CONSIGNES ::
A. D'après l'article, quel acteur incarne le commissaire Sarti ?
B. Présente en liste numérotée les lignes du listing, de celle qui contient « find the sun glow behind cloud » jusqu'à la dernière ligne du listing incluse. Omets les lignes vides.

ARTICLE ::
Bien qu'il ne s'agisse pas d'une suite ouverte à quelque film que ce soit, "Echec au Gang" reprend deux personnages interprétés par Tomas Milian dans d'autres polars italiens : Vincenzo Marazzi dit le "Bossu de Rome", apparu dans le Lenzien "Brigade Spéciale" de 1976 (même si dans celui-ci il prenait le nom de Vincenzo Moretti), ainsi que Francesco Marazzi, dit Monnezza, le bandit facétieux du "Truand sort de sa planque" (1977, Lenzi) et de "L'Exécuteur vous salue bien" (1977, Stelvio Massi), qu'on peut d'ailleurs retrouver sous une forme détournée dans d'autres polars de l'époque (avec le personnage de Nico Giraldi).
Tout deux sont encore ici interprétés par le même Tomas Milian, ce qui explique que les deux personnages n'apparaissent jamais ensemble et de face dans un même plan. Ce sont deux frères jumeaux au tempérament dissemblable : le Bossu est entreprenant et très strict, tandis que Monnezza est plutôt sage et se fait passer pour un attardé profond. Ils ne traînent à vrai dire pas souvent ensemble, et même si Monnezza idolâtre son frère, l'inverse ne semble pas être de mise... Leur relation tout au long du film sera donc assez ambiguë, du moins jusqu'à ce que Lenzi ne se décide à révéler tous les enjeux de son scénario.
Car "Echec au Gang" est plutôt différent des autres polars signés Lenzi, qui avaient pour principal objectif d'être complètement libérés de toute contrainte morale pour mieux verser dans une violence généralisée et très souvent jubilatoire. Ici, il n'y a pas de ça. La police et le Commissaire Sarti jouent d'ailleurs un rôle assez mineur. Du reste, Sarti n'est pas interprété par un monument d'intransigeance latine tel que Maurizio Merli, mais par le très discret Pino Colizzi, qui non content de respecter scrupuleusement l'éthique des forces de l'ordre, s'attarde même à faire de la causette avec ses collègues...

 

 

Tout le début du film est assez incroyable : pas beaucoup de violence, ni de la part de la police, ni même de celle des truands : le Bossu insiste pour que le casse se déroule avec du gaz somnifère plutôt qu'avec des flingues, et sa revanche, quoiqu'impitoyable, est tout sauf graphique : un homme congelé dans une chambre froide, d'autre abattus froidement en hors champs, et voilà... Ne restent que quelques séquences plutôt croustillantes, comme lorsqu'après la trahison de ses complices Monnezza s'échappe en rampant dans le déluge de merde situé dans les égout, ou comme lorsque Monnezza est présent à l'écran avec sa barbe épaisse et sa coupe afro, et qu'il passe son temps à aligner des répliques sarcastico-anarachistes. On se demande tout de même à ce moment là ce que cherche à faire Lenzi, lui qui n'est traditionnellement pas du genre à faire dans la dentelle.

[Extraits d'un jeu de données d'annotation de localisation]

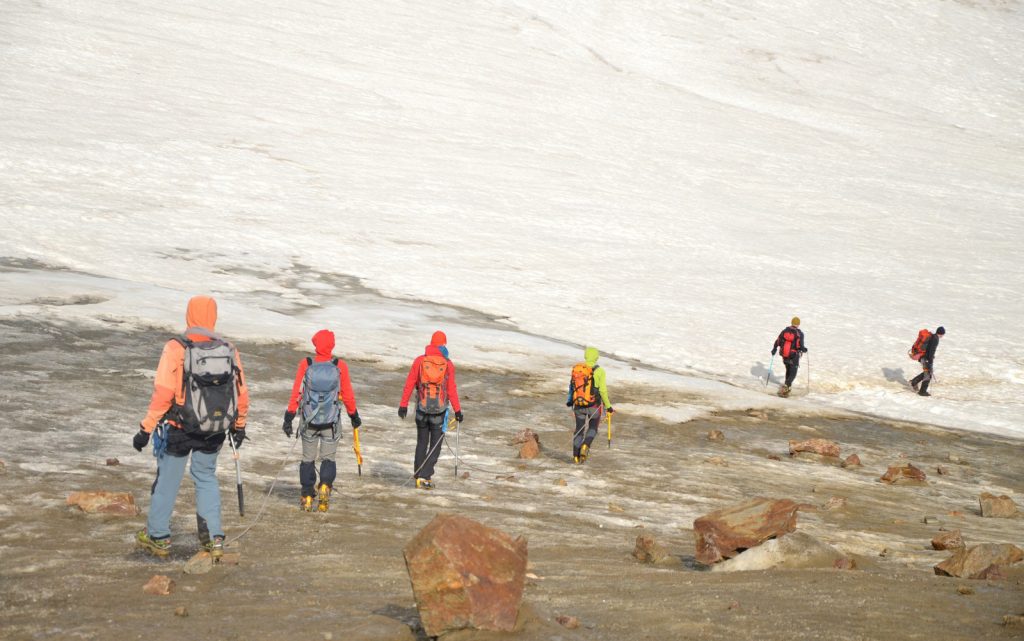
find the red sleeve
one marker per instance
(293, 401)
(346, 394)
(411, 381)
(453, 388)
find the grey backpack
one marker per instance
(211, 403)
(321, 386)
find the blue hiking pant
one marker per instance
(170, 470)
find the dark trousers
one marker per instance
(792, 365)
(925, 377)
(429, 434)
(588, 420)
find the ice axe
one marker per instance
(238, 476)
(357, 450)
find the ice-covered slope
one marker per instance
(670, 181)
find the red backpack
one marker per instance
(788, 341)
(432, 389)
(918, 349)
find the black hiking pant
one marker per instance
(792, 366)
(429, 434)
(924, 378)
(588, 420)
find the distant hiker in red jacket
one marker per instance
(320, 383)
(791, 343)
(432, 375)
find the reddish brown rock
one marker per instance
(726, 532)
(466, 574)
(996, 507)
(948, 541)
(529, 450)
(103, 502)
(159, 585)
(821, 446)
(647, 550)
(976, 562)
(905, 472)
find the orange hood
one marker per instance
(202, 312)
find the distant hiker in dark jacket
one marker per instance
(322, 385)
(920, 383)
(432, 376)
(791, 344)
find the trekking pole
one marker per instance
(238, 476)
(770, 364)
(357, 450)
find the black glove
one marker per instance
(140, 440)
(237, 436)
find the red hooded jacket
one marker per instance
(324, 342)
(414, 378)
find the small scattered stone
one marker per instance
(835, 503)
(568, 622)
(200, 563)
(159, 585)
(851, 461)
(996, 507)
(647, 550)
(906, 472)
(948, 541)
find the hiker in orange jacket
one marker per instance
(320, 383)
(432, 375)
(192, 429)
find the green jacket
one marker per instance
(591, 355)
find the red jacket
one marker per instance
(324, 342)
(414, 378)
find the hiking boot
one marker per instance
(215, 547)
(324, 498)
(156, 547)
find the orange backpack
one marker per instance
(583, 386)
(918, 350)
(432, 389)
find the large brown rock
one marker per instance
(905, 472)
(976, 562)
(996, 507)
(466, 574)
(948, 541)
(103, 502)
(726, 532)
(821, 446)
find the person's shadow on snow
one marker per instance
(760, 371)
(895, 376)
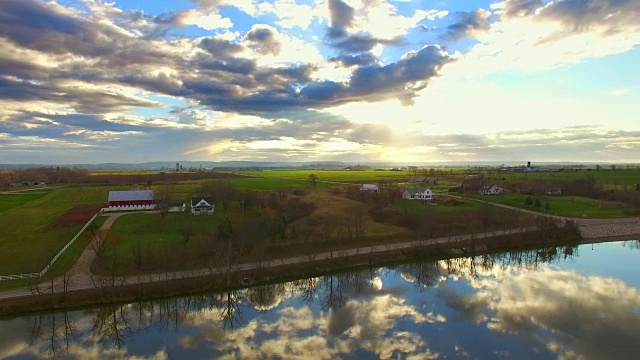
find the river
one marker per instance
(555, 303)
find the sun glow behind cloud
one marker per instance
(346, 80)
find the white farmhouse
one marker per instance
(492, 189)
(202, 205)
(420, 193)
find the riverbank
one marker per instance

RÉPONSES ::
A. Pino Colizzi.

B.
1. find the sun glow behind cloud
2. one marker per instance
3. (346, 80)
4. find the white farmhouse
5. one marker per instance
6. (492, 189)
7. (202, 205)
8. (420, 193)
9. find the riverbank
10. one marker per instance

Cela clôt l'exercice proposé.